Queen consort of the Visigothic Kingdom
- Tenure: c. 586 – c. 589
- Predecessor: Goiswintha
- Successor: Hildoara
- Born: 6th Century Visigoth Kingdom
- Died: No earlier than 589
- Husband: Reccared I
- Religion: Arian; Nicene Christian

= Baddo (queen) =

Baddo (Bauda) (6th-century – fl. 589) was a Visigoth queen consort by marriage to King Reccared I (580–601). She is the only Visigoth queen consort known to have signed official state documents and church documents, which signifies that she played a role in politics and had some influence over the government.

== Biography ==

===Lineage===

Many modern historians believe that Baddo’s lineage was first written about in Isidore of Seville’s Historia de regibus Gothorum, Vandalorum et Suevorum and the Continuatio Byzantia-Arabica. These historical sources mention that the mother of Liuva II, who himself was born in 583 or 584, was a commoner and a concubine to Reccared, who was at that time the youngest son of the ruler of the Visigothic kingdom Liuvigild. These researchers consider Baddo the sole known lawful wife of Reccared I.

[Data provided]
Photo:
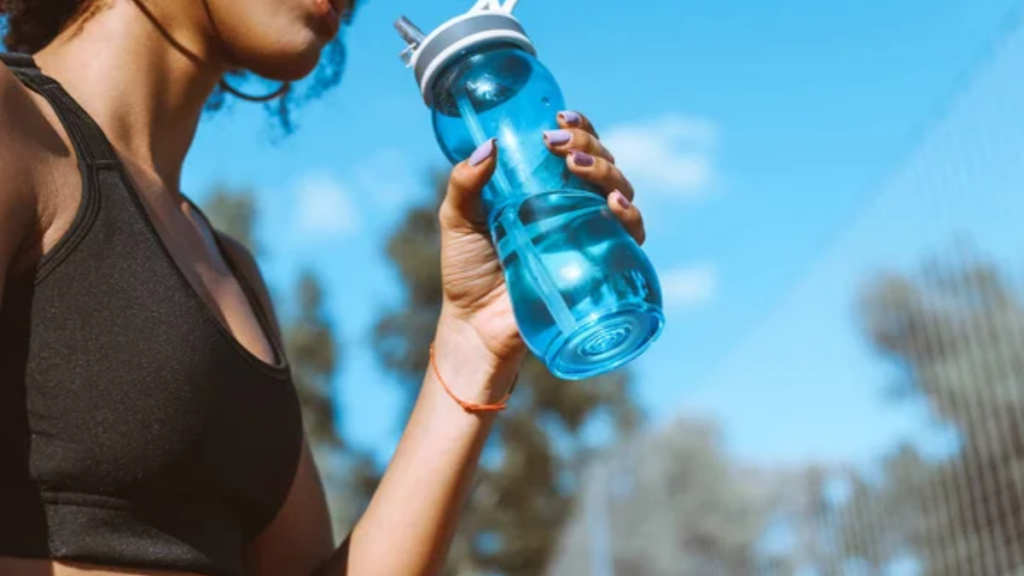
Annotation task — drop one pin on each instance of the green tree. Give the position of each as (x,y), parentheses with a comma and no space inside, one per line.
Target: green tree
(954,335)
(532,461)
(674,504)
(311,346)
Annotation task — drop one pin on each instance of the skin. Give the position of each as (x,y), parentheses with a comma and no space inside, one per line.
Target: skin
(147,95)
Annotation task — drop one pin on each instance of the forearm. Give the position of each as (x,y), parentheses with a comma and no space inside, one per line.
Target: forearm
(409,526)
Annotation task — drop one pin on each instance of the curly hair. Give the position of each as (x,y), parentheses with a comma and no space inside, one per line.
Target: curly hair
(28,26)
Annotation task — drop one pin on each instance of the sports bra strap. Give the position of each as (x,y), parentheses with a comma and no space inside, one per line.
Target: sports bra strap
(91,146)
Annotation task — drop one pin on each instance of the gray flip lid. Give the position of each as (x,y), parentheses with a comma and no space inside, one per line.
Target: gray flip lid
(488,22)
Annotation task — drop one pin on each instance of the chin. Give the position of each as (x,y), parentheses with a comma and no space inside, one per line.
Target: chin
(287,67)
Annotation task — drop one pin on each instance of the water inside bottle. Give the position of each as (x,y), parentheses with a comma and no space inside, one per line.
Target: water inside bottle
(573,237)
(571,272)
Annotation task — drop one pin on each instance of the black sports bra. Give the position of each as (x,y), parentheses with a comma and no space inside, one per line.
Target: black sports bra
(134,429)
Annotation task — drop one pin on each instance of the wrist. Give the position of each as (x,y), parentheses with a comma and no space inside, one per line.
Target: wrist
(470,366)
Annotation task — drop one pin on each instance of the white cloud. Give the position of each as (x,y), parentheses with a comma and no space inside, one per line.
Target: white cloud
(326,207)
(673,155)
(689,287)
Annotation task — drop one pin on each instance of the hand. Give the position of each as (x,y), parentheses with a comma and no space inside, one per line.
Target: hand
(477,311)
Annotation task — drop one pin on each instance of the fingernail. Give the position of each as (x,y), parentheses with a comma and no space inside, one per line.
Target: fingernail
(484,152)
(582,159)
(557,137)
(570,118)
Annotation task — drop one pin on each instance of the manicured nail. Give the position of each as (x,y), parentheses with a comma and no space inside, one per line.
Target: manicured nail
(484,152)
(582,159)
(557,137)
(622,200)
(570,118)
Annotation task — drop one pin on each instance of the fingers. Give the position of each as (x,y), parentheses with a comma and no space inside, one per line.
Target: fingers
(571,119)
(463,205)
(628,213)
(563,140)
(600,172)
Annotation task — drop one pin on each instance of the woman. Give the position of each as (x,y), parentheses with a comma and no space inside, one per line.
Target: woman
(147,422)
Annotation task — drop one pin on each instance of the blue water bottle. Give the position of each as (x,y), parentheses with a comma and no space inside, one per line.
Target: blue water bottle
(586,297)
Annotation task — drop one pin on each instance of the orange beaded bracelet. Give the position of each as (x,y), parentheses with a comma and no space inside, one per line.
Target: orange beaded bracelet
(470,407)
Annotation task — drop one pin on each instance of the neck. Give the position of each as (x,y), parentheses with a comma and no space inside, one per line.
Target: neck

[The task]
List every person other than Baddo who is named in the article about Baddo. Rely only on the article about Baddo when working from here.

[Solution to this problem]
Goiswintha, Hildoara, Reccared I, Isidore of Seville, Liuva II, Liuvigild